• GIVEN ENTRIES:
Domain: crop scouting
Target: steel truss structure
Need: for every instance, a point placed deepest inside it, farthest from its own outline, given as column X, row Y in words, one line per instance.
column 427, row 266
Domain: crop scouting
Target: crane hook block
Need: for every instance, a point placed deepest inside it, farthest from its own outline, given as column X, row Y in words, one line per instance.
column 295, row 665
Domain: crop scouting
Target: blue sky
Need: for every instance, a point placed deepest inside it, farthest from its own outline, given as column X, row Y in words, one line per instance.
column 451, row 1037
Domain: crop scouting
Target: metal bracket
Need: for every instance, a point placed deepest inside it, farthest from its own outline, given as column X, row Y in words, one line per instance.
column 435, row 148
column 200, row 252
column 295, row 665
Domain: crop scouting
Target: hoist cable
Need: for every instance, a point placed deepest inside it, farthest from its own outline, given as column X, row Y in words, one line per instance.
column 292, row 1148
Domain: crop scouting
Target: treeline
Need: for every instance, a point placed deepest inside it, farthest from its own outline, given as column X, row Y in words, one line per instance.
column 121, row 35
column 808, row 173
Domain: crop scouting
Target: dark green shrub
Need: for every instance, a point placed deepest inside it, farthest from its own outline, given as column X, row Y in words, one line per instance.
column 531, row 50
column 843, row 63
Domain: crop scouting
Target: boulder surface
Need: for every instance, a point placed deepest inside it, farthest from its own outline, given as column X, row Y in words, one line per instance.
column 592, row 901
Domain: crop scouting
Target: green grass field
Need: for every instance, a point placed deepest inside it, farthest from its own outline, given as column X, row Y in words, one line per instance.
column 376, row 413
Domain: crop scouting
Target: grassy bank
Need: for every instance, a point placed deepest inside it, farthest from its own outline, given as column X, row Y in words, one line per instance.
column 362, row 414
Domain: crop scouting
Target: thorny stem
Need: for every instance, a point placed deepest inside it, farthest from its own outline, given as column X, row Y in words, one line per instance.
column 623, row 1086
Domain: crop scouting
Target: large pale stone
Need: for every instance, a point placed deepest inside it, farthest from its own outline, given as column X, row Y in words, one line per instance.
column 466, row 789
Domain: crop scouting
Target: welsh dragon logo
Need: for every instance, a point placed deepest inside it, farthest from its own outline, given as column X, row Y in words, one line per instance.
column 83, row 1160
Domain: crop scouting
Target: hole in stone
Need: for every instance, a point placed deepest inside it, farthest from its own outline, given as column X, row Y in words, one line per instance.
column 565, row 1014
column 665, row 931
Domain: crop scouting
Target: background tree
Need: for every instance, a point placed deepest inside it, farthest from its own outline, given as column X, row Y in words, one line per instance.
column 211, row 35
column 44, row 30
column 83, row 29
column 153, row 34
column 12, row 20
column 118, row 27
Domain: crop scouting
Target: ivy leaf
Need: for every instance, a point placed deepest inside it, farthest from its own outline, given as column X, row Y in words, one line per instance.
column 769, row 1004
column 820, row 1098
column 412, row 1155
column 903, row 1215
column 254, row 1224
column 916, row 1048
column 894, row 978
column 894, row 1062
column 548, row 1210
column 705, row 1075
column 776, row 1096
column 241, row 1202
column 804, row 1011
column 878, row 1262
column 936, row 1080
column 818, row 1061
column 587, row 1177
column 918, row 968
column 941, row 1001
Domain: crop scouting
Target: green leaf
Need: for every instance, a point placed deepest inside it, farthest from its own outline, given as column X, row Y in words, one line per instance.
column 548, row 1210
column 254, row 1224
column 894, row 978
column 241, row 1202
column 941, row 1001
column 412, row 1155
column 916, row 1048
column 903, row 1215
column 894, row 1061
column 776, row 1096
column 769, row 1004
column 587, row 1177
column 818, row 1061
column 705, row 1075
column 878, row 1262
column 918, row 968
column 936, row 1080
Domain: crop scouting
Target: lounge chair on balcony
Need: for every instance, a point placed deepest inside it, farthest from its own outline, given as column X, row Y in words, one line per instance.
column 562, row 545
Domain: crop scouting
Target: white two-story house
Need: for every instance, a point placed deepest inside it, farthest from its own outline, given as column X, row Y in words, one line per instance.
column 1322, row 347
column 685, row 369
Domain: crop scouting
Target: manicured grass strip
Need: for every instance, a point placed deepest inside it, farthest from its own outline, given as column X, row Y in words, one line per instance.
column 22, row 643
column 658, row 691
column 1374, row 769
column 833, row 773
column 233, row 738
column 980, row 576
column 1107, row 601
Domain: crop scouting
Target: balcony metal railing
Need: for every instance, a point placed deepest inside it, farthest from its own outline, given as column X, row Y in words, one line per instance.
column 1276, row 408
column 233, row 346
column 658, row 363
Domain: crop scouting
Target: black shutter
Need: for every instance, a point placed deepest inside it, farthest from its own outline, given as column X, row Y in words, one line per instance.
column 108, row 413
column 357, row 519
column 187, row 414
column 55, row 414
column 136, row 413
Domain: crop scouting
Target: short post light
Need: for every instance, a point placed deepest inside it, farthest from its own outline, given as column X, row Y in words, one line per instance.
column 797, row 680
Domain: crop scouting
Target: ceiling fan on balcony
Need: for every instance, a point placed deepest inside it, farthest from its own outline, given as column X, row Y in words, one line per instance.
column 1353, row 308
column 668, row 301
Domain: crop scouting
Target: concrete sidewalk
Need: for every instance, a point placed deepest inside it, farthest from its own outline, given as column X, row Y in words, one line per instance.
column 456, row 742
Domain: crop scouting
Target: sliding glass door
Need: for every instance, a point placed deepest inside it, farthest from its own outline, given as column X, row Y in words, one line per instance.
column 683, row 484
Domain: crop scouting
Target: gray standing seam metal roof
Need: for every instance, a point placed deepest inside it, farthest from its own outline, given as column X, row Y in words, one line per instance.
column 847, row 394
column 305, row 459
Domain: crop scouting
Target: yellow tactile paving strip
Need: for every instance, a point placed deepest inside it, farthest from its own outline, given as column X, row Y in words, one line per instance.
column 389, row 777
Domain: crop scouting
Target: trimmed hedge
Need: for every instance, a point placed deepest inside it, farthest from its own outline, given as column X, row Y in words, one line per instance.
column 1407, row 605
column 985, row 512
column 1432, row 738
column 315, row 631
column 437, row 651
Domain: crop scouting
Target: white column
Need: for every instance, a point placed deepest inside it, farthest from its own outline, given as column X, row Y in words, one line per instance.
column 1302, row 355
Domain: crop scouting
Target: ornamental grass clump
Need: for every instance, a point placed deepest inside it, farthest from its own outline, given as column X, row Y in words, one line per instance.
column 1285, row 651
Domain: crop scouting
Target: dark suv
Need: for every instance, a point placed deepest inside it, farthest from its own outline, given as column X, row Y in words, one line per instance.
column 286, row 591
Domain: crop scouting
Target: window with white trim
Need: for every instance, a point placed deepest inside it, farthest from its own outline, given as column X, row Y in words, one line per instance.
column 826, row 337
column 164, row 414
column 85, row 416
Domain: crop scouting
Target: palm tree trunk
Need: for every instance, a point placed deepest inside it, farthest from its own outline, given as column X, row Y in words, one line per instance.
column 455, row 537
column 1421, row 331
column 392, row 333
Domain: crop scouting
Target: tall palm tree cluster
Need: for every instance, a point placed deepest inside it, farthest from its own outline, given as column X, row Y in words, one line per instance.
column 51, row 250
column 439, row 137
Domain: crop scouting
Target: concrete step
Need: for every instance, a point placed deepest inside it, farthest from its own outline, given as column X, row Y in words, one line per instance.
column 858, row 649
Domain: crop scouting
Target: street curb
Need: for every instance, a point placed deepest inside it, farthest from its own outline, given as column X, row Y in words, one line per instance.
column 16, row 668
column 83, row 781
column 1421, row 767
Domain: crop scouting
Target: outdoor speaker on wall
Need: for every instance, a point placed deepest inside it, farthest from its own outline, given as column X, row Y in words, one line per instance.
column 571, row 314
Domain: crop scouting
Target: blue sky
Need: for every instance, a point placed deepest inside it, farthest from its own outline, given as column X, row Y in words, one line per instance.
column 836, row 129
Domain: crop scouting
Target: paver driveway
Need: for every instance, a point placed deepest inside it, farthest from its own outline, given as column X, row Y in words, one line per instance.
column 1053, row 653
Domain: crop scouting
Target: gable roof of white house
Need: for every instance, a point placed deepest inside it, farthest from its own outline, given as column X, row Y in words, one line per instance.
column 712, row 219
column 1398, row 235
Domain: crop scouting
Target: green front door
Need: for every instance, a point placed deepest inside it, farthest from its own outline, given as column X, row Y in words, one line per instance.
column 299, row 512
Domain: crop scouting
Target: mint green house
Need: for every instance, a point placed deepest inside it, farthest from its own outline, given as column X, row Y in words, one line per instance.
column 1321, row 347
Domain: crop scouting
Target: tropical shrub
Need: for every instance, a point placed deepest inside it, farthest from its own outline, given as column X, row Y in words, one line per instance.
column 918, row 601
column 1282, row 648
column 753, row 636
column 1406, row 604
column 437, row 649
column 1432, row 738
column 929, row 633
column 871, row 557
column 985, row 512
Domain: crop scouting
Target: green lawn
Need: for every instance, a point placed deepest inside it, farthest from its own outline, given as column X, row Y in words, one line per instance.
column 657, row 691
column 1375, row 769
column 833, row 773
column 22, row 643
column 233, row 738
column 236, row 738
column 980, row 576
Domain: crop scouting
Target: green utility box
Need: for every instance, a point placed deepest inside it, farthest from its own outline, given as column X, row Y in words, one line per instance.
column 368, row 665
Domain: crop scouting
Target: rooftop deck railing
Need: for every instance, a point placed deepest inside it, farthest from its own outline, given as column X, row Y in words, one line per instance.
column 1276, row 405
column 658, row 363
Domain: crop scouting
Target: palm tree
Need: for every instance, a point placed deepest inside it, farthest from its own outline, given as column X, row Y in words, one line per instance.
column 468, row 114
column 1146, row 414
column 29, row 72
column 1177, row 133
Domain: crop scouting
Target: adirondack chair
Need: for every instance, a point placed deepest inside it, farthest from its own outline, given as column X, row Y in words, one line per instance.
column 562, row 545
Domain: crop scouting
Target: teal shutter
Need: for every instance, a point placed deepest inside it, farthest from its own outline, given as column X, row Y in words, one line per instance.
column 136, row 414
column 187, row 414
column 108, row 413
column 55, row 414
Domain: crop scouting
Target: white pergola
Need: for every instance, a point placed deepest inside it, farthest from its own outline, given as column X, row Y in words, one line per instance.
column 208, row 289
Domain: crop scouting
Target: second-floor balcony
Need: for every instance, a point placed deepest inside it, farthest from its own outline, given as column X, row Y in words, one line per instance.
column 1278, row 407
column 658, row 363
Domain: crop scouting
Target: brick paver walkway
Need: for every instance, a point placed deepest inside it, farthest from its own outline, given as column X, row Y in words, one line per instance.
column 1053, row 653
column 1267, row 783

• DIRECTIVE:
Quote the records word for word, beginning with the first line and ending after the line that contains "column 808, row 173".

• EXERCISE OUTPUT:
Domain: crop scouting
Target: steel truss structure
Need: for every instance, a point placed deepest inside it, farthest from its own outline, given as column X, row Y in words, one line per instance.
column 427, row 266
Domain: crop scouting
Target: crane hook block
Need: for every instance, a point placed deepest inside it, farthest from its own outline, given as column X, row Y in words, one line per instance.
column 295, row 665
Domain: crop scouting
Target: blue sky
Need: for every instance, a point placed deepest inside it, farthest from its own outline, given as column X, row Y in words, one line per instance.
column 451, row 1037
Domain: crop scouting
Target: metal bracket
Need: for every instance, a point placed deepest inside it, farthest from its own outline, given as column X, row Y in words, one line per instance.
column 435, row 148
column 200, row 252
column 295, row 665
Domain: crop scouting
Target: hoist cable
Need: for every instance, a point placed deepest inside it, farthest from its own outline, given as column X, row Y in words, one line per instance.
column 292, row 1148
Domain: crop scouting
Target: treeline
Need: for every instance, a point placed deepest inside it, farthest from its own outline, given as column X, row Y in words, one line per instance.
column 121, row 35
column 808, row 173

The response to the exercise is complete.